PASSAGE SHOWN

########################################

The House of Representatives (, pronounced ; commonly referred to as the , literally "Second Chamber of the States General") is the lower house of the bicameral parliament of the Netherlands, the States General, the other one being the Senate. It has 150 seats, which are filled through elections using party-list proportional representation. Generally, the house is located in the Binnenhof in The Hague, however, it has temporarily moved to the former building of the Ministry of Foreign Affairs at Bezuidenhoutseweg 67 in the Hague while the Binnenhof is being renovated.

Name
Although the body is officially called the "House of Representatives" in English, it is not a direct translation of its official Dutch name, the "Second Chamber of the States General", "Second Chamber" or more colloquially just the "Chamber". Rather than "representative" (afgevaardigde), a member of the House is referred to as (Tweede) Kamerlid, or "member of the (Second) Chamber".

Functions

The House of Representatives is the main legislative body of the States General, where discussions of proposed legislation and review of the actions of the cabinet take place. Both the Cabinet and the House of Representatives itself have the right to propose legislation; the House of Representatives discusses it and, if adopted by a majority, sends it on to the Senate. Review of the actions of the cabinet takes the form of formal interrogations, which may result in motions urging the cabinet to take, or refrain from, certain actions. No individual may be a member of both parliament and cabinet, except in a caretaker cabinet that has not yet been succeeded when a new House is sworn in.

The House of Representatives is also responsible for the first round of selection for judges to the Supreme Court of the Netherlands. It submits a list of three names for every vacant position to the Government. Furthermore, it elects the Dutch Ombudsman and their subsidiaries.

########################################

ACTIONS TO TAKE
1. Recast the paragraph in the House of Representatives passage that begins "The House of Representatives is also responsible" as a short list that keeps its main facts.
2. Carry on the House of Representatives passage from its final sentence.
The items that follow were drawn from a separate source.

Box annotations for photos

########################################

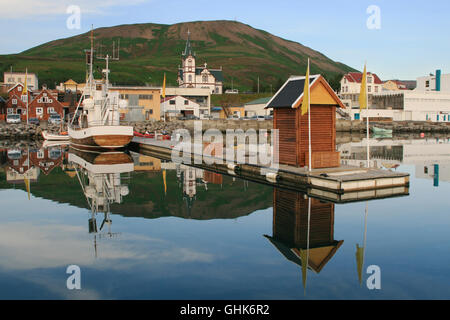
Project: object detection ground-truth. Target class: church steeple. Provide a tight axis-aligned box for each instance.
[183,29,195,59]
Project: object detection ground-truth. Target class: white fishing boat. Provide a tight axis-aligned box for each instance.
[68,27,133,150]
[42,130,69,141]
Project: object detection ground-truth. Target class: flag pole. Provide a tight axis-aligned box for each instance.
[365,63,370,168]
[25,68,28,126]
[305,58,312,172]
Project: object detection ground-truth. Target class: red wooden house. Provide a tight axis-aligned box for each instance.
[266,75,344,168]
[5,83,33,120]
[5,83,64,120]
[30,147,64,175]
[28,89,64,120]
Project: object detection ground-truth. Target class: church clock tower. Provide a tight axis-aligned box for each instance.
[182,30,196,88]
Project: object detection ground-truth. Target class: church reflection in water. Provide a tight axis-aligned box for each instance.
[265,188,344,287]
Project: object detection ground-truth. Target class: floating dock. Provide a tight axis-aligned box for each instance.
[130,137,409,203]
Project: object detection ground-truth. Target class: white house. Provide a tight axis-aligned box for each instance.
[339,72,383,108]
[415,70,450,92]
[347,70,450,122]
[348,90,450,122]
[161,96,209,118]
[244,97,273,117]
[177,31,224,94]
[3,72,39,90]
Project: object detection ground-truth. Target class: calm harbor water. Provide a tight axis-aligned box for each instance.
[0,137,450,299]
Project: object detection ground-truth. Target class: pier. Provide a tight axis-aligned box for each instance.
[130,137,409,203]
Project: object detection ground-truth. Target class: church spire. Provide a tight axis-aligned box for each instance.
[183,29,195,58]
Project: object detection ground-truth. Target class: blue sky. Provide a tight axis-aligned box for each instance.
[0,0,450,80]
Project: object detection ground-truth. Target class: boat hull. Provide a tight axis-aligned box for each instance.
[69,126,133,150]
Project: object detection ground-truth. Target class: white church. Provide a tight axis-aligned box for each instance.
[178,31,224,94]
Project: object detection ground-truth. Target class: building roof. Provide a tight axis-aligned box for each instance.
[344,72,383,84]
[64,79,78,85]
[265,74,345,109]
[266,75,319,108]
[8,82,32,93]
[244,97,272,106]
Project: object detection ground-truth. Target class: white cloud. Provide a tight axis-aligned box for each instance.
[0,222,213,270]
[0,0,151,19]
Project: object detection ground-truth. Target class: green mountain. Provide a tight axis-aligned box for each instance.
[0,21,354,92]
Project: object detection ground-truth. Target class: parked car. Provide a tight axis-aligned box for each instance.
[48,113,62,124]
[6,114,22,123]
[28,118,39,126]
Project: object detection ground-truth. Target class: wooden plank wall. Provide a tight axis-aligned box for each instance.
[297,105,336,168]
[273,108,298,166]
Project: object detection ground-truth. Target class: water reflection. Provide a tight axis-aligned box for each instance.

########################################

RESULTS
1.
- Handles the first round of selecting judges for the Supreme Court of the Netherlands.
- Sends the Government a list of three names for each vacant position.
- Elects the Dutch Ombudsman and their subsidiaries.

2.
Elections
The normal term of the House of Representatives is four years. Elections are called when the government loses the parliament's confidence, the governing coalition breaks down, the term of the House of Representatives expires or when no governing coalition can be formed.

Parties

Anyone eligible to vote in the Netherlands also has the right to establish a political party and contest in elections for the House of Representatives. Parties wanting to take part must register 43 days before the elections, supplying a nationwide list of no more than 50 candidates (80 if the party already has more than 15 seats). Parties that do not have any sitting candidates in the House of Representatives must also pay a deposit (11,250 euro for the March 2021 elections, for all districts together) and provide 30 signatures of support from residents of each of the 20 electoral districts in which they want to collect votes.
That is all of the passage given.